#### EXERCISE MATERIAL ####

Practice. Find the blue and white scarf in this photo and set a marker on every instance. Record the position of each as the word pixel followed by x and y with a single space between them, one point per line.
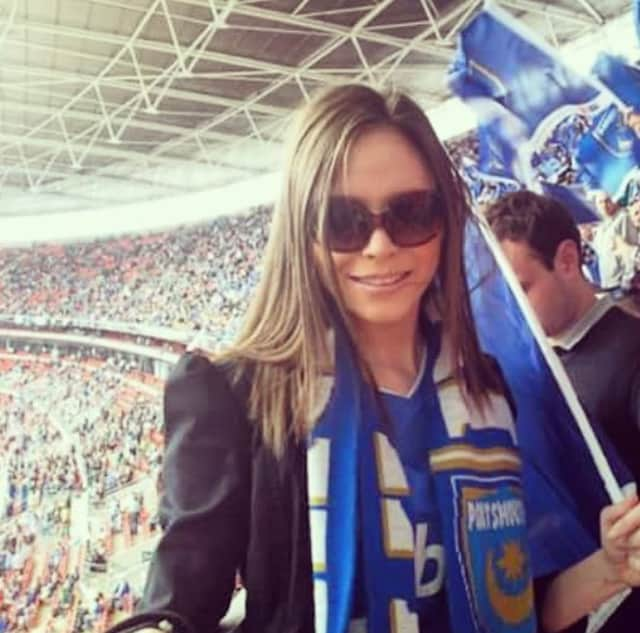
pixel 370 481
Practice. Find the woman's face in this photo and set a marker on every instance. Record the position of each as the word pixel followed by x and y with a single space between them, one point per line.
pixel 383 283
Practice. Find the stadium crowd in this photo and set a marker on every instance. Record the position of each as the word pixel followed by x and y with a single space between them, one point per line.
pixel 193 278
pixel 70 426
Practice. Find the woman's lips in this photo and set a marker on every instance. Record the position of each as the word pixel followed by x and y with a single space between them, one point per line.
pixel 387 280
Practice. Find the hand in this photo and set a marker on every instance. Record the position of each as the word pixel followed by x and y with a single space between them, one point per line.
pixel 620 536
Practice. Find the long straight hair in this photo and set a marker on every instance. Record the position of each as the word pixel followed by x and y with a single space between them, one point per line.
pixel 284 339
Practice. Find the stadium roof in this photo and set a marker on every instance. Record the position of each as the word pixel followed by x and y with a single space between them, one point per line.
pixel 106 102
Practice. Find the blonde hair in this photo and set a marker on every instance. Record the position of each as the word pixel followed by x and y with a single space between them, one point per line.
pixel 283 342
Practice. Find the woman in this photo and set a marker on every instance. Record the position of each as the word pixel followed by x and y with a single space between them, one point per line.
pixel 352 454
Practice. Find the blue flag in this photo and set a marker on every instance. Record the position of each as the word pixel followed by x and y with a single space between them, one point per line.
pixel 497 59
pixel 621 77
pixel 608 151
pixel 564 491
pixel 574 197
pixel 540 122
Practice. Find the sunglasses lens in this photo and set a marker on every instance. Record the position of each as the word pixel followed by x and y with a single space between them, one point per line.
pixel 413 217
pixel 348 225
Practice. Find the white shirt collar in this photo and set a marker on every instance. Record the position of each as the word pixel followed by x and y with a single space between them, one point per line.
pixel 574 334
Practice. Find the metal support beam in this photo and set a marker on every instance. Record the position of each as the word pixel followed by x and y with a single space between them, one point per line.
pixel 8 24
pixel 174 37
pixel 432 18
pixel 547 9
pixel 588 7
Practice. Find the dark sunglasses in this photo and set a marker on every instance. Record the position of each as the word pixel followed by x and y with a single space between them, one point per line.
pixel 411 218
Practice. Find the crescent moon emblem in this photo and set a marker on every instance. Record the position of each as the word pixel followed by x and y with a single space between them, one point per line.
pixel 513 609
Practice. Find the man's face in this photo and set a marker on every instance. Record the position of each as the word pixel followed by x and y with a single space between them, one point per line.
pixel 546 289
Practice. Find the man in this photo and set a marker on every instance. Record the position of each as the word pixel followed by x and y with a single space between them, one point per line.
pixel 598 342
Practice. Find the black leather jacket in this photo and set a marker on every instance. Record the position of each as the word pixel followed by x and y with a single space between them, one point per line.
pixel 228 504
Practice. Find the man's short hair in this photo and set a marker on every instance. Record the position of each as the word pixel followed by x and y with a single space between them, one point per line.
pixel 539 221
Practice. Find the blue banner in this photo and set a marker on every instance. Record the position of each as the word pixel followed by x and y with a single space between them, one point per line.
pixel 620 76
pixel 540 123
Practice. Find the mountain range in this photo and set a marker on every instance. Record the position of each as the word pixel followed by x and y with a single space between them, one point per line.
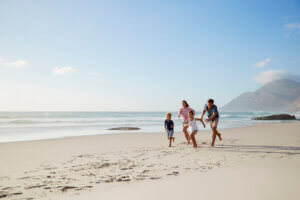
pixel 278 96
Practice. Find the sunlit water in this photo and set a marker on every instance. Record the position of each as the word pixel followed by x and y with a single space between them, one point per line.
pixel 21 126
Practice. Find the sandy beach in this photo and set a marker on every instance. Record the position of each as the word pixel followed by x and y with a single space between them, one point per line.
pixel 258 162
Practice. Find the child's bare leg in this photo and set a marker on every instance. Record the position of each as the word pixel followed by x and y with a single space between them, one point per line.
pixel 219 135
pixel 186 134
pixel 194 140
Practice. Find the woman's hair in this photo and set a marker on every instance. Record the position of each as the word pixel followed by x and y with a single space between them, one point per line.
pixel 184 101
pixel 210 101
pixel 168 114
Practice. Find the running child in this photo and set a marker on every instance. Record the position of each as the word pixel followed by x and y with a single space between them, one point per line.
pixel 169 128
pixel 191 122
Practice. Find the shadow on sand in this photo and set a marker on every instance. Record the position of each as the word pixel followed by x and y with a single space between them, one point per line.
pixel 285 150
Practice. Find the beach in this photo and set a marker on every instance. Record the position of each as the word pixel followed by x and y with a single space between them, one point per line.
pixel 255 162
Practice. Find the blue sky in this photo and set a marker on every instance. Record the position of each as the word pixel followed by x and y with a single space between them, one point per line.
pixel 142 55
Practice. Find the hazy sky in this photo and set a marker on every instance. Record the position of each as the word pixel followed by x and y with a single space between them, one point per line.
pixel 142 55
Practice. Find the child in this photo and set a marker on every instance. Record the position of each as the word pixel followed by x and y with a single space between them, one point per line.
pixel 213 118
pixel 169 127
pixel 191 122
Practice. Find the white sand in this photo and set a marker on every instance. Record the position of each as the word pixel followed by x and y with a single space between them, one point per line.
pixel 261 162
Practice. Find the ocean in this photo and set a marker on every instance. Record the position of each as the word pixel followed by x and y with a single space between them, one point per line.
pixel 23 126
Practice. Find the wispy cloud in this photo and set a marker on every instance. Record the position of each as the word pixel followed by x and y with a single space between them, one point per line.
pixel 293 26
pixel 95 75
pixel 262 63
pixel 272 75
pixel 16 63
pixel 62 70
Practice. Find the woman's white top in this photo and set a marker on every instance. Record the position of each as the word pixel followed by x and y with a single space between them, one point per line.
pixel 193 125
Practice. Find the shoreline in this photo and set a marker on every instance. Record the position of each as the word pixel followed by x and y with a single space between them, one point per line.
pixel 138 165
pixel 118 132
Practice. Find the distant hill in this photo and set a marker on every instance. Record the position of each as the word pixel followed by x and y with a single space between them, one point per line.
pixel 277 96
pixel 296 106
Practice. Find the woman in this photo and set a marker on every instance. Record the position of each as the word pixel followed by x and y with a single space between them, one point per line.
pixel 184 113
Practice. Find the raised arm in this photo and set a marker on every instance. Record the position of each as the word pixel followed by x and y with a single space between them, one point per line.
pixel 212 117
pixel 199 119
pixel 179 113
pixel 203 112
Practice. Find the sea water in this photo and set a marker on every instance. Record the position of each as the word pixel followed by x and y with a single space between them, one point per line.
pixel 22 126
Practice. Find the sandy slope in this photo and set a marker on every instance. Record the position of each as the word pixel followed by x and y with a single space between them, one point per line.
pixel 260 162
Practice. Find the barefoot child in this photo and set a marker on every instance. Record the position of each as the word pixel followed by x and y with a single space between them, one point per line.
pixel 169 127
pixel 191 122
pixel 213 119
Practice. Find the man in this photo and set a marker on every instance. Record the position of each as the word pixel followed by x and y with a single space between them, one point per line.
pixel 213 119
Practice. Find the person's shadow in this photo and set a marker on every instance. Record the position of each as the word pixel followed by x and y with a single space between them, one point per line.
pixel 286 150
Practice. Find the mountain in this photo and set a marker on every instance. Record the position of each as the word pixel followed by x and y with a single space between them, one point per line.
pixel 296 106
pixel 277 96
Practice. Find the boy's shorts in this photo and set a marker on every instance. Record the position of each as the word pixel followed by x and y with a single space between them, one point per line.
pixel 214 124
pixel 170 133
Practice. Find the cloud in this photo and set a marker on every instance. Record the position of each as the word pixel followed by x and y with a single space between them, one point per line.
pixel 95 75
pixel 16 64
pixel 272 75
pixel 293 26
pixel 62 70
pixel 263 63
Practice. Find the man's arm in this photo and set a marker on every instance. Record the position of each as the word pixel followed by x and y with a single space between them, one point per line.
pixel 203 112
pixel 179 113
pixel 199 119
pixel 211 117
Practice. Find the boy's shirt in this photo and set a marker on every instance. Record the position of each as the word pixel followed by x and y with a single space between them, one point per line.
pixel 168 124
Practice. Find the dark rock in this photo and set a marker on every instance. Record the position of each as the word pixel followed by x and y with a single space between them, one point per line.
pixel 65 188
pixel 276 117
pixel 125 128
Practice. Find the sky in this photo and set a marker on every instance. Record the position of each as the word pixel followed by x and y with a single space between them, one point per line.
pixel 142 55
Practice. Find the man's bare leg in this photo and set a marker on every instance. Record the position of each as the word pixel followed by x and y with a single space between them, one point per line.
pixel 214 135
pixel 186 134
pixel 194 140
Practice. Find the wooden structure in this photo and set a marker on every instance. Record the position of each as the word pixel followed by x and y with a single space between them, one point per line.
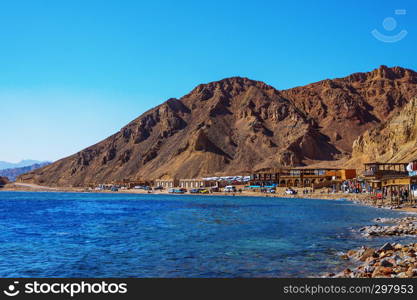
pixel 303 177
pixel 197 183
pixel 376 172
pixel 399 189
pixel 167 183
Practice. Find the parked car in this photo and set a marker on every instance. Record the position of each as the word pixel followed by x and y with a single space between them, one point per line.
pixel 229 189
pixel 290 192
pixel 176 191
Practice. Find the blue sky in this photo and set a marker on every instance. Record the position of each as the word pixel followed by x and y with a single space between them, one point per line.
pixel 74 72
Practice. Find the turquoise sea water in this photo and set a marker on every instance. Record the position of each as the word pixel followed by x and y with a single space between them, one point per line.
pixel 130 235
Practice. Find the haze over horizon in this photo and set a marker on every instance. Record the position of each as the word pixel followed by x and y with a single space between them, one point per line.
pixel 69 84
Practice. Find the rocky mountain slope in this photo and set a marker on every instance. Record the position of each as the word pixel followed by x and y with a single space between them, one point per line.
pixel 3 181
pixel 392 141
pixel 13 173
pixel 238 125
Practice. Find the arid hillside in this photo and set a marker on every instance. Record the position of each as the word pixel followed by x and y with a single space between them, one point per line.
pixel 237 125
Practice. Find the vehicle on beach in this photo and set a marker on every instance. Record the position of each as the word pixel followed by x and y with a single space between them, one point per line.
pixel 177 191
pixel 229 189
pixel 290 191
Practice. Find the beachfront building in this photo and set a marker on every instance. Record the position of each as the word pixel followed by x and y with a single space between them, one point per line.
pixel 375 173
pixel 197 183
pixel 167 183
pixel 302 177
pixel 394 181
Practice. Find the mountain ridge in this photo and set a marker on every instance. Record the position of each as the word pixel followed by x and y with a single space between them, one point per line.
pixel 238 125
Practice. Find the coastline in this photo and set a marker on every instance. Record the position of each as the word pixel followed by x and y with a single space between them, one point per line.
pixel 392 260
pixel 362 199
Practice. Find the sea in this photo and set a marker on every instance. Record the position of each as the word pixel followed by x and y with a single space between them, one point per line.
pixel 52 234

####
#### EXERCISE MATERIAL ####

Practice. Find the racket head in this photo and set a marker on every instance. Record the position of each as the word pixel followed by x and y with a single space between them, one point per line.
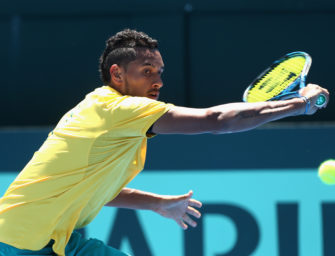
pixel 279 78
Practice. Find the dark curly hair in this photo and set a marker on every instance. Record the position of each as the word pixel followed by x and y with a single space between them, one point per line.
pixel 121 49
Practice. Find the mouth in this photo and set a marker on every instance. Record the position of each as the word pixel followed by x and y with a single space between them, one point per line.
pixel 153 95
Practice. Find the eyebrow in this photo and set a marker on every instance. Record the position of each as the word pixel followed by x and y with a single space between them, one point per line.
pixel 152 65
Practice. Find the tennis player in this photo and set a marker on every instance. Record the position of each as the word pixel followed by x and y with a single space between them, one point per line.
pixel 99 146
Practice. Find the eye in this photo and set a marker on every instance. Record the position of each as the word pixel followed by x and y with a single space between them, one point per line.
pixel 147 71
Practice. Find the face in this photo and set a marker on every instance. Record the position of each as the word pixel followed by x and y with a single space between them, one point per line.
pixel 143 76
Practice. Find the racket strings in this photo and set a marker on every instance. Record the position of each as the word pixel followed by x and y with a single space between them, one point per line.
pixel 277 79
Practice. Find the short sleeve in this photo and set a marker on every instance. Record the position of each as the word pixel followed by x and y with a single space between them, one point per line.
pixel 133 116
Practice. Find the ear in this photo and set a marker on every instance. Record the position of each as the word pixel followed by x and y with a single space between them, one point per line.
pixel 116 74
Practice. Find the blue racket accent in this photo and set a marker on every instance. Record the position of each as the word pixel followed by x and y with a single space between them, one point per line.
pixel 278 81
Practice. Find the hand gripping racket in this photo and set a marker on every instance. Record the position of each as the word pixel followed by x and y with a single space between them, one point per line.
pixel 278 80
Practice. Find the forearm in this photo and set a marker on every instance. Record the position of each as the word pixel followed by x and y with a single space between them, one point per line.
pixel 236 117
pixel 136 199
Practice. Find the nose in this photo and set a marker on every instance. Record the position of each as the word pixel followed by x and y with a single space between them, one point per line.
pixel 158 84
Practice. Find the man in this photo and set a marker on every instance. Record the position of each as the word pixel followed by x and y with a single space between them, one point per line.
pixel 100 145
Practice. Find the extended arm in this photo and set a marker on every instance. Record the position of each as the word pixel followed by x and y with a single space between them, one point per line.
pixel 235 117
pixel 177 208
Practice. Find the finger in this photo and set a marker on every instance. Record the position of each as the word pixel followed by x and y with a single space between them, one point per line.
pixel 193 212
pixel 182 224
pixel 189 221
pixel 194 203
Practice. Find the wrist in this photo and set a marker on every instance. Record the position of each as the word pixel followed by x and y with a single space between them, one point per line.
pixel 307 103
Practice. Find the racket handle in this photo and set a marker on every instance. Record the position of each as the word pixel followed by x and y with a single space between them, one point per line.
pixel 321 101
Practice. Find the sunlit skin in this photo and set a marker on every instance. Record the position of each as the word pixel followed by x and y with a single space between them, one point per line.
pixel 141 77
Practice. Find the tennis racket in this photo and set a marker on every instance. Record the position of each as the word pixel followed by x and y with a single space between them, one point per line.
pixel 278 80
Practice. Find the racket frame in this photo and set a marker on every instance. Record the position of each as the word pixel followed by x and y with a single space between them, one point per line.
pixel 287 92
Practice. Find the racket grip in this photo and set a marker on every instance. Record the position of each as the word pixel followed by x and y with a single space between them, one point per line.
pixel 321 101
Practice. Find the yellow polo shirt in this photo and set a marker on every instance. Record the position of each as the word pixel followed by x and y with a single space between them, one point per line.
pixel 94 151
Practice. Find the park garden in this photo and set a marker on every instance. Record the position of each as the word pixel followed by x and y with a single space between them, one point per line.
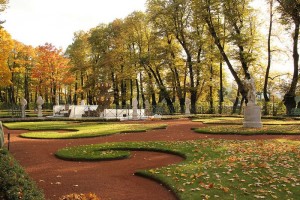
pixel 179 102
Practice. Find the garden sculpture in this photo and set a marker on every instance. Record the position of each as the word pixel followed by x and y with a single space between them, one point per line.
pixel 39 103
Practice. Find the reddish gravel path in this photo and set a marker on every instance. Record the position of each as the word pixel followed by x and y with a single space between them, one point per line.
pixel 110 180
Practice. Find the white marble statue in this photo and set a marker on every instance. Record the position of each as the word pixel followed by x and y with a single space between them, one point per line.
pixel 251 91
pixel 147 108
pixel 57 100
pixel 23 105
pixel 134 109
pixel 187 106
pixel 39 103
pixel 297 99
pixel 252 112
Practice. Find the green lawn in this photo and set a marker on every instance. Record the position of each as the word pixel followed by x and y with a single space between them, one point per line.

####
#### EXERCISE MATERIAL ####

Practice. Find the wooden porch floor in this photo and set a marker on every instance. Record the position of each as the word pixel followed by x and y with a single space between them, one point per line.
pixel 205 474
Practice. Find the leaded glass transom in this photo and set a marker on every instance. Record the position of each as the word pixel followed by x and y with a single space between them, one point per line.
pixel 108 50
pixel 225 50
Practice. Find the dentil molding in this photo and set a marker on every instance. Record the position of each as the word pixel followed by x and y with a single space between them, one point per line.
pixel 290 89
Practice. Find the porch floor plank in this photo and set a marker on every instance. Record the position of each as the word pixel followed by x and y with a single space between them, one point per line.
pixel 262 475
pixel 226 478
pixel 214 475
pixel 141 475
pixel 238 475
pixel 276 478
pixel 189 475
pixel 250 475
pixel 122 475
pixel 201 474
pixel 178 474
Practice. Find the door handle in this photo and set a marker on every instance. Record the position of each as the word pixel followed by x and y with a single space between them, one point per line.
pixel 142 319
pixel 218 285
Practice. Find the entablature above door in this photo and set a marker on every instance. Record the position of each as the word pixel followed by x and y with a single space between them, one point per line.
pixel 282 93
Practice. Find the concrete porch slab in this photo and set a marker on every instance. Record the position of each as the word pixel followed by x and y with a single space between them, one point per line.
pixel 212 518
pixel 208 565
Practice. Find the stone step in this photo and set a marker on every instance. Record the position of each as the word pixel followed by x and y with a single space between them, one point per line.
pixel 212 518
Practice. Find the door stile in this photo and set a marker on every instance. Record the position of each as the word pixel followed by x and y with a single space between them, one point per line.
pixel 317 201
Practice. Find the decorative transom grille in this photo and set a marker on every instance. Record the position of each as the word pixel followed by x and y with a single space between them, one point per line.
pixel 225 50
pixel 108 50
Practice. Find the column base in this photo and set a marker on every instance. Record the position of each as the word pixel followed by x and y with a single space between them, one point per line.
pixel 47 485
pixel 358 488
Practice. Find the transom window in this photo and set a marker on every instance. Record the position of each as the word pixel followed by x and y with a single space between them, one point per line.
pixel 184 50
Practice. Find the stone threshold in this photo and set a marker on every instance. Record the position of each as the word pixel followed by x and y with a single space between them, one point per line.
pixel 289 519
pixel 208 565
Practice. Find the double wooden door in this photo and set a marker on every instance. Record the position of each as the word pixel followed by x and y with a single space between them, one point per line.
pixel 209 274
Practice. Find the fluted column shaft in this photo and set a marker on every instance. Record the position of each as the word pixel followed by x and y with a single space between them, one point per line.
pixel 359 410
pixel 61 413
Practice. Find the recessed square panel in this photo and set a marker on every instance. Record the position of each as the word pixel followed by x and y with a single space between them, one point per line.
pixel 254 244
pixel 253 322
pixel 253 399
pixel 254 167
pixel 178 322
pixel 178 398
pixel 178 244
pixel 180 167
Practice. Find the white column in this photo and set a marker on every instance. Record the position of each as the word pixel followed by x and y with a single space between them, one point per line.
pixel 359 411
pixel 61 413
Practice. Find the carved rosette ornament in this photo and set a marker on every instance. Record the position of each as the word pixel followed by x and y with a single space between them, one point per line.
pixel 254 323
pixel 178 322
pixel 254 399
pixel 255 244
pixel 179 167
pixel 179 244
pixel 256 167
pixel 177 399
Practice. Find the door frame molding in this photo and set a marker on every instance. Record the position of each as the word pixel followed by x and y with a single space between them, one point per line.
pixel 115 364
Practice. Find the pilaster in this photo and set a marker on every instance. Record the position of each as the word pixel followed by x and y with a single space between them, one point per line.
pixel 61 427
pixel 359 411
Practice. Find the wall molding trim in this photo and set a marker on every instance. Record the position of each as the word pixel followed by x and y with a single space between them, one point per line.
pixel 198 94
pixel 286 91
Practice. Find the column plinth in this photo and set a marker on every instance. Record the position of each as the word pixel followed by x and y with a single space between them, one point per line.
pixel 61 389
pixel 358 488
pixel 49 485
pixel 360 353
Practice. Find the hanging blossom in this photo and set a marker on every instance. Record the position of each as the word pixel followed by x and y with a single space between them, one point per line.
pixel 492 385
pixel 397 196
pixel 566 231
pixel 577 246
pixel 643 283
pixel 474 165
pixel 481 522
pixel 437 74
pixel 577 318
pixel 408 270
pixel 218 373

####

▶ _WRITTEN PROBLEM_: Format the rows from the line with "Practice. Find the beachfront" to the line with "pixel 394 181" as a two-column CSV with the columns text and answer. Put each row's text and its answer into one double-quoted field apiece, turning line breaks into spaces.

▶ _RESULT FOR THIS TASK_:
text,answer
"Practice. Find the beachfront building in this photo and set a marker on every instance. Record the position of each as the word pixel followed by x and y with a single space between them, one point per line.","pixel 375 173 pixel 197 183 pixel 167 183 pixel 302 177 pixel 394 181"